■ What is needed:
Continue the article below about New Zealand venison in Chinese restaurants, starting after its final sentence.

NZ venison on the menu in top restaurants in China

Sep 17, 2021

Marketers of New Zealand farm-raised venison are moving beyond the test kitchen and into leading restaurants in China. The aim is to find a profitable place for venison in the massive Chinese food market.

Consultant Chef Shen Jianfeng working on venison recipes that are now being promoted in Chinese fine dining restaurants

The next step in the market development programme is to test venison cuts and recipes in a real restaurant setting, says DINZ venison marketing manager Nick Taylor. The programme involves the three venison companies that are licensed to export to China and the industry organisation, Deer Industry NZ (DINZ). Funding comes from Passion2Profit, a joint venture between the deer industry and the Ministry for Primary Industries,

“Two restaurant groups are already participating, with two more chains to be added to the programme shortly,” Taylor says.

“Lei Garden is a chain of fine dining restaurants featuring Cantonese cuisine operating in China, Hong Kong and Macau. The group has garnered over 80 Michelin stars over the past 12 years.

“Gaga is a chain that operates throughout China, offering traditional Chinese cuisine, as well western dishes with Chinese flavours. In August we held a workshop for Gaga’s development chefs, who are now working with NZ venison importers to confirm cuts and supply for the promotions.”

In return for promotional support from the P2P programme, Lei Garden and Gaga have agreed to share customer reaction and sales data. This information will enrich the venison industry’s understanding of how Chinese consumers view venison in Chinese cuisine and within a Chinese menu.

The sales data will also be used to create case studies that companies can use as promotional tools. These will explain the cost of product, per plate cost of the meal, profit margin and how well the product sold during the trial period.

■ Information shown:
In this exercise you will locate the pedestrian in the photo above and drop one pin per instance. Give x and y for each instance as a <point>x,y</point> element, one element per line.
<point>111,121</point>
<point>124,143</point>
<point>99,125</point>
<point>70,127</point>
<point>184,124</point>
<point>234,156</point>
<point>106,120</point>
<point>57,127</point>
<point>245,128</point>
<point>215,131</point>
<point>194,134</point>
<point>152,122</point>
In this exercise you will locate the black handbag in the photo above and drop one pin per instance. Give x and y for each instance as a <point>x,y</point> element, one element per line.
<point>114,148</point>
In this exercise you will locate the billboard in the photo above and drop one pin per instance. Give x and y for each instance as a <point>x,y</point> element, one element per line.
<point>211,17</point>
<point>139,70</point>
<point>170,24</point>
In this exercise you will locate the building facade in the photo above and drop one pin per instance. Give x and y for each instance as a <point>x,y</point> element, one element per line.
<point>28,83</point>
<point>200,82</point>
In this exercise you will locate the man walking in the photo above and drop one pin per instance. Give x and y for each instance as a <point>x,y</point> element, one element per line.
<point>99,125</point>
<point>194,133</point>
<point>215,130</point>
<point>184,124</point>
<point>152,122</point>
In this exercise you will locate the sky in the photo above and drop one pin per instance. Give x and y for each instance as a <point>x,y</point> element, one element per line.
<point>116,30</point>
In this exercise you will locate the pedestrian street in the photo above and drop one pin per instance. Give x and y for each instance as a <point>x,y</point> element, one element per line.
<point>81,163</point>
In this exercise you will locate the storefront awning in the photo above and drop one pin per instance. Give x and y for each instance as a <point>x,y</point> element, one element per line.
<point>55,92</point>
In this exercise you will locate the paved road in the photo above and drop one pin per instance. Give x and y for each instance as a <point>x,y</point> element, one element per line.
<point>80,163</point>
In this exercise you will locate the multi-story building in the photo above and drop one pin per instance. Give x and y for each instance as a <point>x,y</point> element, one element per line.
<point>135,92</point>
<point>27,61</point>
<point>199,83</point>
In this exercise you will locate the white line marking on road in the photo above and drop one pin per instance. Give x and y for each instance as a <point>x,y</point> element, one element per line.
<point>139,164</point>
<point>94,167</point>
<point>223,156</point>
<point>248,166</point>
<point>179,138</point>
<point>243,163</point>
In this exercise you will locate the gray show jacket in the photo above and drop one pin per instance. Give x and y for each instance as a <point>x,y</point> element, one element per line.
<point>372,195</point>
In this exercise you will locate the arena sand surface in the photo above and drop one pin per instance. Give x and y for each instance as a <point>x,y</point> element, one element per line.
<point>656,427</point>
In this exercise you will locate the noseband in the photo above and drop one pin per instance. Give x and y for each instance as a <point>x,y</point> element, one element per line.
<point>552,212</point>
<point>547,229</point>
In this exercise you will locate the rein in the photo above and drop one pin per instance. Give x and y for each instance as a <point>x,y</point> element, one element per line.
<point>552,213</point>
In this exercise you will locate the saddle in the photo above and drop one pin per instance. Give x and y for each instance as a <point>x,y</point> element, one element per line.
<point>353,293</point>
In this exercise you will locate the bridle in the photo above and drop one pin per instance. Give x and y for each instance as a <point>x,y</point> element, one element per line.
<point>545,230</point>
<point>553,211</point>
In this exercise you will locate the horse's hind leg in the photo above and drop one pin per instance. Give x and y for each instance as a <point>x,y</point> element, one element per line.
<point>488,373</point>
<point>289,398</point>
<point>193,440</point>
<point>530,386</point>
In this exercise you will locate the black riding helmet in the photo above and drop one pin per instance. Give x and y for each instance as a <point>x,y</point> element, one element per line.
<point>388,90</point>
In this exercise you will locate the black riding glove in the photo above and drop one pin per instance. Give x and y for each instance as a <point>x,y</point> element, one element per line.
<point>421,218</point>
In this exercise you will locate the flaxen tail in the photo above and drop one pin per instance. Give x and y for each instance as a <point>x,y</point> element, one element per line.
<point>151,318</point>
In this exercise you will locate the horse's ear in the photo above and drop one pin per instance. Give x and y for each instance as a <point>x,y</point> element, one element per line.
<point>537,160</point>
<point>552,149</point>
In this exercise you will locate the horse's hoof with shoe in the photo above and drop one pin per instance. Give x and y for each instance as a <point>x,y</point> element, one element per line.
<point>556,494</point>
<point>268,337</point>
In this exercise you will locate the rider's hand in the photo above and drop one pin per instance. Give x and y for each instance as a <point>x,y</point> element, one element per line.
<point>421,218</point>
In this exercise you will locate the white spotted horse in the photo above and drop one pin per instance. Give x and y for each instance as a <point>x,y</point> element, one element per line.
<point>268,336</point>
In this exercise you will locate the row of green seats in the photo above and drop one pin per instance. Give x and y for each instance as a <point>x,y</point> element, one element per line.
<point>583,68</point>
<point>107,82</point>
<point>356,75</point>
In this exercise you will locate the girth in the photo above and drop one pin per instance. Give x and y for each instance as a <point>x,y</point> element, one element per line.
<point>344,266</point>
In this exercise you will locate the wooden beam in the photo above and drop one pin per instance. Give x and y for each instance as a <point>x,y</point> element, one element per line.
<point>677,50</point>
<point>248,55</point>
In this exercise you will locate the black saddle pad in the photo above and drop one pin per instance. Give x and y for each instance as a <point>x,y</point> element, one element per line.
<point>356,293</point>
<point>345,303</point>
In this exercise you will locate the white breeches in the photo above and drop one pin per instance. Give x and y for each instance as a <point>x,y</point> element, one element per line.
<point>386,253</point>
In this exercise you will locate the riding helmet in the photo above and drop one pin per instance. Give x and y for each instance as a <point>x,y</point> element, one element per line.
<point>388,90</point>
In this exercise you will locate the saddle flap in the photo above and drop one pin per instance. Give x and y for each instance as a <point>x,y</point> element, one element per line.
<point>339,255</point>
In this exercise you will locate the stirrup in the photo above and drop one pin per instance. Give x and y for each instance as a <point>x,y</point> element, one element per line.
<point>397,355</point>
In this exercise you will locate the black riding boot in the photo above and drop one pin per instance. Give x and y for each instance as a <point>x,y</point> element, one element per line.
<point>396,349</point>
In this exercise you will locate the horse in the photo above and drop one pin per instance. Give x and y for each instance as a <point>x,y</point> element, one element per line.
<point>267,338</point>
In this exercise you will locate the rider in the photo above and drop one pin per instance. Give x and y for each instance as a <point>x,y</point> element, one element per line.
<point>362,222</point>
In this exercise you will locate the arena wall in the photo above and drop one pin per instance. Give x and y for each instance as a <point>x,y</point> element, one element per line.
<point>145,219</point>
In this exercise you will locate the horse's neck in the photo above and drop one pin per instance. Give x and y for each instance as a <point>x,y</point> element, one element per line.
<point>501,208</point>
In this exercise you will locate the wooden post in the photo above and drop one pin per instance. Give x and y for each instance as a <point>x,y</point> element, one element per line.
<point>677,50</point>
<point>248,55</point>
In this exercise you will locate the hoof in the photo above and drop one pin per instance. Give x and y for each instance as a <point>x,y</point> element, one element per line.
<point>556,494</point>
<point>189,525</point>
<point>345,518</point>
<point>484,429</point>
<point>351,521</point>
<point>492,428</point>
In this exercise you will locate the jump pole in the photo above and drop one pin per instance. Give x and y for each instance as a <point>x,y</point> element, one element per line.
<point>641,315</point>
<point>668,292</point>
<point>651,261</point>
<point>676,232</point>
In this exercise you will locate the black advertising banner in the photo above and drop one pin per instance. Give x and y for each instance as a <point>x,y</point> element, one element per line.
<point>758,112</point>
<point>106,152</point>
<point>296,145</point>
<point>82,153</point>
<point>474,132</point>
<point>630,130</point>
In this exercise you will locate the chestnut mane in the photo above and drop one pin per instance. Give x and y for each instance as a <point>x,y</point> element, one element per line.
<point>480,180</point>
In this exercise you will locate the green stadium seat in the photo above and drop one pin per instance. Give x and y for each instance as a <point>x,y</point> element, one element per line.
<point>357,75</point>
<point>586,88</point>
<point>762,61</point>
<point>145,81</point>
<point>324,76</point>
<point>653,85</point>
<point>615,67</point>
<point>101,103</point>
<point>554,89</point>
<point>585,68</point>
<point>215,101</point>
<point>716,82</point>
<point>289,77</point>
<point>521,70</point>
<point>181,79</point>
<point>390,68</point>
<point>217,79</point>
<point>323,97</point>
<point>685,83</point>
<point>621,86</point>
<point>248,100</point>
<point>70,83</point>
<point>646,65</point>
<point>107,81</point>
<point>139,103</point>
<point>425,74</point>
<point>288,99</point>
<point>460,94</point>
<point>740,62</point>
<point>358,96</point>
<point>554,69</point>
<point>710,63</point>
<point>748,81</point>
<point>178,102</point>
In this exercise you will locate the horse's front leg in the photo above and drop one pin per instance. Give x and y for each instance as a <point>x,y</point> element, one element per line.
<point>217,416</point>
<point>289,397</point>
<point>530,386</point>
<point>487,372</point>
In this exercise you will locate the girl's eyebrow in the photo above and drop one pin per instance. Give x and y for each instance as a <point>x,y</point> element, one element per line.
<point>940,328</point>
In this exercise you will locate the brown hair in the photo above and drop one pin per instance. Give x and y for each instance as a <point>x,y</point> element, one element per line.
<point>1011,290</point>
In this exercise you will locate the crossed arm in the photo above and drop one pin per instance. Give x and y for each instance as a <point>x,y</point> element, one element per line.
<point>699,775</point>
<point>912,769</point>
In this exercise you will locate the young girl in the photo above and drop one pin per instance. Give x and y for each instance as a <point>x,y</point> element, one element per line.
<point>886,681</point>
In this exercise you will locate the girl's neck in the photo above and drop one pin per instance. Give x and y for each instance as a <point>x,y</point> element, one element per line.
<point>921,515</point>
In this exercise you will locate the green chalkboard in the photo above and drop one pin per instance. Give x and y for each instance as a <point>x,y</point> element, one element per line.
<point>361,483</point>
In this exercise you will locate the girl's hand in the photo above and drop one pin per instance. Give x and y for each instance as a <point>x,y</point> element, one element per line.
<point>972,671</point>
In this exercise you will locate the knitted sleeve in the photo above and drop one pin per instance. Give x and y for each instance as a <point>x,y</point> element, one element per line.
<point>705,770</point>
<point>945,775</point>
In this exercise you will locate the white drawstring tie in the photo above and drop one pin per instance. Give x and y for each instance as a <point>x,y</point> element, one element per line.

■ Exercise answer:
Taylor says the potential in China huge, but so are the challenges. “Consumers there have virtually no knowledge of venison, its taste and texture. They see deer as elite animals, not as the source of an everyday meal ingredient.

“However, younger generations of Chinese consumers are open to novel foods and while the quantities of NZ venison exported to China are tiny when compared to other red meats, China is now our third largest venison market.”

He says the objective of the current P2P-funded work in China is to develop a deeper understanding of where venison best fits in certain Chinese cuisines. This information is then shared with all major NZ venison marketers.

“Earlier this year we completed some intensive recipe development work, marrying cuts of venison to Chinese cuisine styles. These cuts are not necessarily the ones westerners are familiar with – success in China will mean producing cuts and packaging them specifically for the China market.”

Alongside the P2P project, the three venison companies working in China – Alliance Group, Mountain River and Silver Fern Farms – have their own individual marketing programmes. In the case of Silver Fern Farms, it is working on a market development project part-funded by DINZ from a special $225,000 contestable fund.

The one-off grant was funded from DINZ reserves in response to major disruption to venison markets caused by the impact of Covid-19 on hospitality businesses.